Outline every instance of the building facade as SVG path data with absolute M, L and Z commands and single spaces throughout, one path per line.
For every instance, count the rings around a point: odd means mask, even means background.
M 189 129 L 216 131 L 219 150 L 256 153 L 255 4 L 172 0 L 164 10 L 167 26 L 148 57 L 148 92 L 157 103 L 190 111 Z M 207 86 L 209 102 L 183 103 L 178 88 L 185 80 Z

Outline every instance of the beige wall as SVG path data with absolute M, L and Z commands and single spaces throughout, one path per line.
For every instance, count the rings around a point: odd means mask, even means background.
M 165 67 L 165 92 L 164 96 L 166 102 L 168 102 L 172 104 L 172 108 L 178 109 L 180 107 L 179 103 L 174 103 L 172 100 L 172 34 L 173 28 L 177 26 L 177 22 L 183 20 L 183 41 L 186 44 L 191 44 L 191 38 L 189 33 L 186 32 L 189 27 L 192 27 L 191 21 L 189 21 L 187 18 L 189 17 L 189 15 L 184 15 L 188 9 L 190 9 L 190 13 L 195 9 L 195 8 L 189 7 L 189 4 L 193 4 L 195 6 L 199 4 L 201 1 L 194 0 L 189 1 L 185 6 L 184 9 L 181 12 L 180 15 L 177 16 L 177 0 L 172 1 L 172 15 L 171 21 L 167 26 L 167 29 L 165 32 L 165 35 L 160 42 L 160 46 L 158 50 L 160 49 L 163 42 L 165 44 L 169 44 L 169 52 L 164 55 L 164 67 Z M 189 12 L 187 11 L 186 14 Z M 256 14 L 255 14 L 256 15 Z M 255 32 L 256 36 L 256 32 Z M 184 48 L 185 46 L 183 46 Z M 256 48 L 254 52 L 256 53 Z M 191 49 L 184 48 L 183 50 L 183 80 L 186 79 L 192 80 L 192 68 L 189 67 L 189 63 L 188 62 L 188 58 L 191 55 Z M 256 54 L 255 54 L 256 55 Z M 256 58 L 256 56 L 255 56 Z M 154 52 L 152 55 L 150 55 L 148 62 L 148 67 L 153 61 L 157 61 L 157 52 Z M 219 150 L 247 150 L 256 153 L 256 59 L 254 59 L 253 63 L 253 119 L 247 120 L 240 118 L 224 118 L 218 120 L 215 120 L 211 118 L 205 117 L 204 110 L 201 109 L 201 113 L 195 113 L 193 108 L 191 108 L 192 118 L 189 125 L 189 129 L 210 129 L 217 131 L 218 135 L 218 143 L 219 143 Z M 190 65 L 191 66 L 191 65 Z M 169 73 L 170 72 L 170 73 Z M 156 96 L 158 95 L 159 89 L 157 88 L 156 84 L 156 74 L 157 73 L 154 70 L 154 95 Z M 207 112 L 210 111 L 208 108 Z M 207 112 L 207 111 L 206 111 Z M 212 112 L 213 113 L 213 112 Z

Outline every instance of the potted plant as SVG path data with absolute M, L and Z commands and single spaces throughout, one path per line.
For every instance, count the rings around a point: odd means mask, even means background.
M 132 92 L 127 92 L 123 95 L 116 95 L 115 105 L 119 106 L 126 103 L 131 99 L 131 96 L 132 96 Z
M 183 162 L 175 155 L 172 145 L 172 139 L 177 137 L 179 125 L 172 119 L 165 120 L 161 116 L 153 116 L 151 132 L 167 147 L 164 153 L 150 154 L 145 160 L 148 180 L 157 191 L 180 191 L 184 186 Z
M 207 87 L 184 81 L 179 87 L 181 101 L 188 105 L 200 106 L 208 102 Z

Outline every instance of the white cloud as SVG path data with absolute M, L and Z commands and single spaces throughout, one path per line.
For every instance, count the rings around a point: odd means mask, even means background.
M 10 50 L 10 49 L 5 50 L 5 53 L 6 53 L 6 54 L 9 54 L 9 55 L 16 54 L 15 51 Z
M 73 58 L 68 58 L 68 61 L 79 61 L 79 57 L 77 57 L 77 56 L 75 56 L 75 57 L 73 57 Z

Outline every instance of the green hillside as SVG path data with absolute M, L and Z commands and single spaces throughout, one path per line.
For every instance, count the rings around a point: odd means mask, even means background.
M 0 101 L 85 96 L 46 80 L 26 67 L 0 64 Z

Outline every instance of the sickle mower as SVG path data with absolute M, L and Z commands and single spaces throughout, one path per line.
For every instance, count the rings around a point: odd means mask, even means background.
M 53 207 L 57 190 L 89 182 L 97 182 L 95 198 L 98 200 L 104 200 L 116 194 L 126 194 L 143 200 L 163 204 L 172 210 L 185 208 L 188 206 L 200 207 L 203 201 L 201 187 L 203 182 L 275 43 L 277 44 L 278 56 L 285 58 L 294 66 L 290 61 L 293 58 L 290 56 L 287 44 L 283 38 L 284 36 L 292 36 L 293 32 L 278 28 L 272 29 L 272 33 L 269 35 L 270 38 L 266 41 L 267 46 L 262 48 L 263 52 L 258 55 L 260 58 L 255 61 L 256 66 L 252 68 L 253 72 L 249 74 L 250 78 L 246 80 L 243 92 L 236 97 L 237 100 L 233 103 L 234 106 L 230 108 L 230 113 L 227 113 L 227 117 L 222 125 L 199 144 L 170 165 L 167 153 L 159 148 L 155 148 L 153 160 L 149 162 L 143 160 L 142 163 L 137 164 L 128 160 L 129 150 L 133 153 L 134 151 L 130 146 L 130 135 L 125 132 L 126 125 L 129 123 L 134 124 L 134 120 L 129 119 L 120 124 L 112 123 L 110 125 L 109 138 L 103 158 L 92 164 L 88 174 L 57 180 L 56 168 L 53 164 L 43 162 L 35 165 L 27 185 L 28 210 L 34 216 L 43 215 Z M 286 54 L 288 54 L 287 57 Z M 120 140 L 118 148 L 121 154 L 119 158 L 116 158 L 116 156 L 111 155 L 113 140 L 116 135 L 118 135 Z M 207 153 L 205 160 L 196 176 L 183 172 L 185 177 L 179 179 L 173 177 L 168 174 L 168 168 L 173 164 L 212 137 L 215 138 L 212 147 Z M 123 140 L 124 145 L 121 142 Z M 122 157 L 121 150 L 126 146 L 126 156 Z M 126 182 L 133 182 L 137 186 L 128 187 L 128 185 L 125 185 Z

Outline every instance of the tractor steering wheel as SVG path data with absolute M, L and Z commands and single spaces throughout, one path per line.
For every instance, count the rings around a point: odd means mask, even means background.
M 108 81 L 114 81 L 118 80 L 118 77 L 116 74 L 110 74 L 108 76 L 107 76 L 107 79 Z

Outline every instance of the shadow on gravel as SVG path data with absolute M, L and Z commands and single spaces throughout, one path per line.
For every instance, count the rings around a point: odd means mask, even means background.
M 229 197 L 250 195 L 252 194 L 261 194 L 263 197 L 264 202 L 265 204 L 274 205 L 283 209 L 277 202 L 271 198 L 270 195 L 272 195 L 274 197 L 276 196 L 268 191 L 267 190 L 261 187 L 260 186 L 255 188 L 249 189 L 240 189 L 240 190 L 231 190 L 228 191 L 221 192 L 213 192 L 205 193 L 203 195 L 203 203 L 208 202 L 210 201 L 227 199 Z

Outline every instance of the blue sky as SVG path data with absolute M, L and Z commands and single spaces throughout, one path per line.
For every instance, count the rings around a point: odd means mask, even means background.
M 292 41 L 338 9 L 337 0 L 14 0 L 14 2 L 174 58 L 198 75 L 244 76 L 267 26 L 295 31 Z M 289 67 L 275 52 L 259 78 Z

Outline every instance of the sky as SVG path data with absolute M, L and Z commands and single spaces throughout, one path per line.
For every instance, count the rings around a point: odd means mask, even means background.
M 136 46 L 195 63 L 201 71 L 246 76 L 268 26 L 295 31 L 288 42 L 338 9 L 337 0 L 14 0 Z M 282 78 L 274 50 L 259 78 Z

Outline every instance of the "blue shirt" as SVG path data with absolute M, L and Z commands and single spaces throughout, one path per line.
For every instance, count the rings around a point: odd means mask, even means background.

============================================================

== Your task ==
Quote the entries above word for word, from the line containing "Outline every instance of the tractor" through the line containing "M 108 81 L 114", including both of those lines.

== Response to the task ==
Outline every instance of the tractor steering wheel as SVG path data with absolute M, L and Z commands and single spaces throughout, one path per line.
For every instance, count the rings around a point: odd means mask, even means background.
M 108 81 L 114 81 L 118 80 L 118 77 L 116 74 L 110 74 L 108 76 L 107 76 L 107 79 Z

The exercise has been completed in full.